** Start **

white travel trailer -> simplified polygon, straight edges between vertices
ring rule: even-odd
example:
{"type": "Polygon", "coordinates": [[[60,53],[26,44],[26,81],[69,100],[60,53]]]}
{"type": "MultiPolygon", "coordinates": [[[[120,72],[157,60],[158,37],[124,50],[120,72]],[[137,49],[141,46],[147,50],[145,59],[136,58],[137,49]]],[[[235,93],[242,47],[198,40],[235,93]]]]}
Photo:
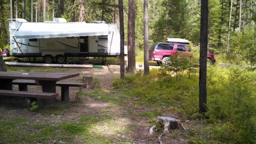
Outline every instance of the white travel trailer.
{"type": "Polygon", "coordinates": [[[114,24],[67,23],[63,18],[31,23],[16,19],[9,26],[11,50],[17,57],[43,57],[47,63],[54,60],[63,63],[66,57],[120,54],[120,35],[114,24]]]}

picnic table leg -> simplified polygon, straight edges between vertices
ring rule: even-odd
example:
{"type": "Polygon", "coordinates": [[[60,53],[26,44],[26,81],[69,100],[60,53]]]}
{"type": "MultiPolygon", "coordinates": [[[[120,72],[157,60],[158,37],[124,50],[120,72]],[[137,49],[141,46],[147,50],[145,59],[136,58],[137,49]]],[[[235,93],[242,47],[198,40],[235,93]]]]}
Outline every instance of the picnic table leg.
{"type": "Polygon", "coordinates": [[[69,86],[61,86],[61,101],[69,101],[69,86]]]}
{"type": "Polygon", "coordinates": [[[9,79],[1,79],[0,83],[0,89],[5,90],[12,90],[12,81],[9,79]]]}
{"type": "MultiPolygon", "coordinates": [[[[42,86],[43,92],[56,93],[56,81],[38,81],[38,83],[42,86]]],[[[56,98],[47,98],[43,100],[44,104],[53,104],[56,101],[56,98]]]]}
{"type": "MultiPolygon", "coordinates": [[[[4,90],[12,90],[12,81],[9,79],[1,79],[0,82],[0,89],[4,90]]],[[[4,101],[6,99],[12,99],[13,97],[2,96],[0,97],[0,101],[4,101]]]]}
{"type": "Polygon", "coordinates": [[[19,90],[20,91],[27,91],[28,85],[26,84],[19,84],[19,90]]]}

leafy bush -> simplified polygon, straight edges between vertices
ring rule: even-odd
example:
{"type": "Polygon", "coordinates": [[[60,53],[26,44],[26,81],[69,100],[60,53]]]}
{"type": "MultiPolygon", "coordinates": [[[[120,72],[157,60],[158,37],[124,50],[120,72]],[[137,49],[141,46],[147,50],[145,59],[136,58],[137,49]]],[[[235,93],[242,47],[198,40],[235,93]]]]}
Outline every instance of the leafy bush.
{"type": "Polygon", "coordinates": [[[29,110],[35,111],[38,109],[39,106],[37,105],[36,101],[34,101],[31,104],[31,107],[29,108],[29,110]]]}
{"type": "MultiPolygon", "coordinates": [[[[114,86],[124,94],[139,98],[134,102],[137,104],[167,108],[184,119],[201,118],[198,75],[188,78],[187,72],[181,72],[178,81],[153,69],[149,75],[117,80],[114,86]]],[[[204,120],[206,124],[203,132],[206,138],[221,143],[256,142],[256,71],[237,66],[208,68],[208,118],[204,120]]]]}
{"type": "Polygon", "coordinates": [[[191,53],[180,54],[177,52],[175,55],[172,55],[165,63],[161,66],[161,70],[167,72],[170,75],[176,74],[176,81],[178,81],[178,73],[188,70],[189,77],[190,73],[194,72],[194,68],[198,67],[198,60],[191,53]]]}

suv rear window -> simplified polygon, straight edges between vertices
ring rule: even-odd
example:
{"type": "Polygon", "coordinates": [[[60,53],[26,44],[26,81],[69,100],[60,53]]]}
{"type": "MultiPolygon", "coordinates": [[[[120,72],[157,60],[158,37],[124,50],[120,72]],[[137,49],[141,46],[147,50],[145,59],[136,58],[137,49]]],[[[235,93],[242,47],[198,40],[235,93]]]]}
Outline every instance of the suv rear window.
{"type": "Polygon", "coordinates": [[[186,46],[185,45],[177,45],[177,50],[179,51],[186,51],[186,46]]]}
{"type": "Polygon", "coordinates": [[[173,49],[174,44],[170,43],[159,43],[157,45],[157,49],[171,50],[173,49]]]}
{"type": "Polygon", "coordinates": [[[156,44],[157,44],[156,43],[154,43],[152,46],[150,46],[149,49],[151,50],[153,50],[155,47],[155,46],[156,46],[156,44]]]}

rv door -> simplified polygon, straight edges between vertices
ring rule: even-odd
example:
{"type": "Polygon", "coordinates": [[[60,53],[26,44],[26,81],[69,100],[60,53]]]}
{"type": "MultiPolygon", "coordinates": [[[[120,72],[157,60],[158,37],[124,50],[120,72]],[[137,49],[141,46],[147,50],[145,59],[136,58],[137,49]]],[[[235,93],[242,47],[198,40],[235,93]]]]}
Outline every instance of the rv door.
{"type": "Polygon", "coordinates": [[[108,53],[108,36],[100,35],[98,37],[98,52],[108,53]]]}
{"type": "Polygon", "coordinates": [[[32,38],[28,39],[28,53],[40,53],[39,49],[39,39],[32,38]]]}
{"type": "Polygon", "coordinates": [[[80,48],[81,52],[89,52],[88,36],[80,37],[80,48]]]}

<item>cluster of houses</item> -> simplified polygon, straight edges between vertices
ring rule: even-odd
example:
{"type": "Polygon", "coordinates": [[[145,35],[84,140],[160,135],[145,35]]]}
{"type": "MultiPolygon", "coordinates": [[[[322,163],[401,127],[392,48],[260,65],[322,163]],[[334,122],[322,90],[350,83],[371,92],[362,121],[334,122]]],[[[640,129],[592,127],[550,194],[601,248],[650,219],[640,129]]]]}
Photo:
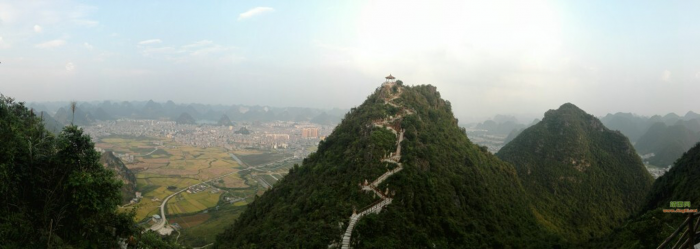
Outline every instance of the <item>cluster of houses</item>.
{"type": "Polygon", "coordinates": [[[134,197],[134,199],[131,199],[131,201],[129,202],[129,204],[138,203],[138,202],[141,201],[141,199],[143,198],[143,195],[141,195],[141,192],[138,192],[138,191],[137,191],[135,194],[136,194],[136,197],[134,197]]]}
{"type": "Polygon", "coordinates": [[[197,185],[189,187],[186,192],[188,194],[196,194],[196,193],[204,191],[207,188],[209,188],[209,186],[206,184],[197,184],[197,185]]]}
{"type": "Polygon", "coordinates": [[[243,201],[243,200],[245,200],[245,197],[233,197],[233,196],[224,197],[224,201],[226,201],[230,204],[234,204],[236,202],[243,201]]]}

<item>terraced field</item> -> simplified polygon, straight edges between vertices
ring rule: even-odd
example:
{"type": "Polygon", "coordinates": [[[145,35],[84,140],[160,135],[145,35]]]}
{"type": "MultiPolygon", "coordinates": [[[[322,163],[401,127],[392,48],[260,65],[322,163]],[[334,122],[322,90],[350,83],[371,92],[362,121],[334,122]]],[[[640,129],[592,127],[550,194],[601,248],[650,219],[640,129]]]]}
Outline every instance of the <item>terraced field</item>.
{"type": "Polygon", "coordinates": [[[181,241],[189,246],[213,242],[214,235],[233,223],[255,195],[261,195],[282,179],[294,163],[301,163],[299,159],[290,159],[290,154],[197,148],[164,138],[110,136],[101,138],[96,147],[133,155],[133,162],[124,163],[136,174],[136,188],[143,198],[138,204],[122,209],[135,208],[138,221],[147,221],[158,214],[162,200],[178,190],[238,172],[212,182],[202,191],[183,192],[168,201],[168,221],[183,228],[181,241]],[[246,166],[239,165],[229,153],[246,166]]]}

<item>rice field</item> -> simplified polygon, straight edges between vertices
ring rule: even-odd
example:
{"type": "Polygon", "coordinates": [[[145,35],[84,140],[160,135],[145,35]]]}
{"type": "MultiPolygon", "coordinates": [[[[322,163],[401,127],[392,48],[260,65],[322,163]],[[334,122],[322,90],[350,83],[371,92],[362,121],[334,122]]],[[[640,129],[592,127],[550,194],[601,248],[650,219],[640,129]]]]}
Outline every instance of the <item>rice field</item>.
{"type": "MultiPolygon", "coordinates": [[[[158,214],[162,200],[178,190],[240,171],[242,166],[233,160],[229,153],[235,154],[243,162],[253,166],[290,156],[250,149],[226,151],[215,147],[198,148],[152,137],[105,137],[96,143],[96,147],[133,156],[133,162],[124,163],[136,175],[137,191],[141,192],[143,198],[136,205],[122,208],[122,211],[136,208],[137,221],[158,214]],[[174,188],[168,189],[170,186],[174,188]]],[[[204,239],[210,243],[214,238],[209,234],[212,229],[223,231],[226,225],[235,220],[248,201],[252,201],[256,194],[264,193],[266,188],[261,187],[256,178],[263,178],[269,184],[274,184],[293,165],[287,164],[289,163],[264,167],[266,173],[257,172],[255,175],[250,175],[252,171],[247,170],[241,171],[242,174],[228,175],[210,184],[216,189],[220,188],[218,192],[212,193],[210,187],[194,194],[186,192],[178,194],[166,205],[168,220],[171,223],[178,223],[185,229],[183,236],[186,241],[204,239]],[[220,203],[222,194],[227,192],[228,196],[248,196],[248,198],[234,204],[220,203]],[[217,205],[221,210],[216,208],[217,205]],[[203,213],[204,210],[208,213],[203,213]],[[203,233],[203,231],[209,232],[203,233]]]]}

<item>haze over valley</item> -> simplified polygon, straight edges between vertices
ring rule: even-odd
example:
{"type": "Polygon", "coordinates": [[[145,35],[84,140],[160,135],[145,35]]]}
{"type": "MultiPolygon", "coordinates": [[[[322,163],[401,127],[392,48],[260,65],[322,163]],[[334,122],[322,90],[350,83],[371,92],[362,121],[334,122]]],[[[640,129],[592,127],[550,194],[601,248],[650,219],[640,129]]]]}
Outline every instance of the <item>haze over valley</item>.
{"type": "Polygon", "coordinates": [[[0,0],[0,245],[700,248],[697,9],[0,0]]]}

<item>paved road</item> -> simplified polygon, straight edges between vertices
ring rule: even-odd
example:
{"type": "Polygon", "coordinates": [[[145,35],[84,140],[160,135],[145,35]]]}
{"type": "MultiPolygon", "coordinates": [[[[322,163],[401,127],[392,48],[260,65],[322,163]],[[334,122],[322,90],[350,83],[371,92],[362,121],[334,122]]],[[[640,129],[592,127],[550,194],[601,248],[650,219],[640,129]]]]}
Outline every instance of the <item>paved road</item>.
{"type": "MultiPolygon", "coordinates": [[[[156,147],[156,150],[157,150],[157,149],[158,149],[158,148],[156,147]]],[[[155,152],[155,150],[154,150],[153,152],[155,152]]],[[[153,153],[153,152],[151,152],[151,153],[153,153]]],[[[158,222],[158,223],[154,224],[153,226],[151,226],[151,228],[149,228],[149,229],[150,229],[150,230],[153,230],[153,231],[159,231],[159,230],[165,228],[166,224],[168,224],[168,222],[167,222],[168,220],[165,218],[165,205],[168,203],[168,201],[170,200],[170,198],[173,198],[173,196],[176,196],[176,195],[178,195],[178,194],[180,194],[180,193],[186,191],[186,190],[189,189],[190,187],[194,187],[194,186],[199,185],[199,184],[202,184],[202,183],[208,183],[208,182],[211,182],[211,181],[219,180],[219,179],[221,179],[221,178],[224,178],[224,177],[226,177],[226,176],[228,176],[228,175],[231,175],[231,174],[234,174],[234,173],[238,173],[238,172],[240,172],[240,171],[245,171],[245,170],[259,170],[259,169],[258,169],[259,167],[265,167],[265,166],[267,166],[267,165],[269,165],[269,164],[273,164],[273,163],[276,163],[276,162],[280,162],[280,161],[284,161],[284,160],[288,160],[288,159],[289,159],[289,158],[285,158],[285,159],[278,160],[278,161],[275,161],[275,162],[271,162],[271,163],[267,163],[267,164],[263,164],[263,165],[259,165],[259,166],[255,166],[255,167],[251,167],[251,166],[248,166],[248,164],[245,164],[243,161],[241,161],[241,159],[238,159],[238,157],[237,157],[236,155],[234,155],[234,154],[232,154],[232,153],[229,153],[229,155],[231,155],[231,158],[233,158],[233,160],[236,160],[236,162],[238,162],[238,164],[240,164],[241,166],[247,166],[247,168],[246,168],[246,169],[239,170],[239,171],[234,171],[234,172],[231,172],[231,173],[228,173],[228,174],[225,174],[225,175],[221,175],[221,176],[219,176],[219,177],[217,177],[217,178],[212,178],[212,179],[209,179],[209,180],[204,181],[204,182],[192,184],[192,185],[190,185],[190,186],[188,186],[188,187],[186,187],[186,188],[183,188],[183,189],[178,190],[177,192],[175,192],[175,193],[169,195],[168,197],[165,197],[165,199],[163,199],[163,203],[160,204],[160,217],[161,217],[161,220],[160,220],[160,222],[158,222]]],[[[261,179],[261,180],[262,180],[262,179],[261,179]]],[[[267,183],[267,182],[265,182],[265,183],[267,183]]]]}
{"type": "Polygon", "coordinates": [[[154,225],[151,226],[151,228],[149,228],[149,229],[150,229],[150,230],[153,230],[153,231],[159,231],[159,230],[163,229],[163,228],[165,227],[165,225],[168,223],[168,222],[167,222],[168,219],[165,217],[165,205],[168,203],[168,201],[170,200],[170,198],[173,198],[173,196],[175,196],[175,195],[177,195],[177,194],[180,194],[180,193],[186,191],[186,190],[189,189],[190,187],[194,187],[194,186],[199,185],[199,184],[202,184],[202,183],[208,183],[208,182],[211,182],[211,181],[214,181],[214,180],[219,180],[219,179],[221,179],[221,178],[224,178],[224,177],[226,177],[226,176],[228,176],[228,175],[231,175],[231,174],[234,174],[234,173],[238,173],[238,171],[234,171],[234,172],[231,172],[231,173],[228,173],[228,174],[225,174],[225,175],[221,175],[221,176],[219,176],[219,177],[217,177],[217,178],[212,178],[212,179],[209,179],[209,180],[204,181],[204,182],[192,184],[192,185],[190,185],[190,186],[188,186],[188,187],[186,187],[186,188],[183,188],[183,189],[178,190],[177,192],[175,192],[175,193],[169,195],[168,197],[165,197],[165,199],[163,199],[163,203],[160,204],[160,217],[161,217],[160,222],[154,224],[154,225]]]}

** End **

EXERCISE AIM: Please pull every line from the records above that contains the word "houses" and copy each one in full. Case counts.

OUTPUT:
<item>cluster of houses</item> -> simplified polygon, straight edges between vertices
Outline every instance of the <item>cluster of houses</item>.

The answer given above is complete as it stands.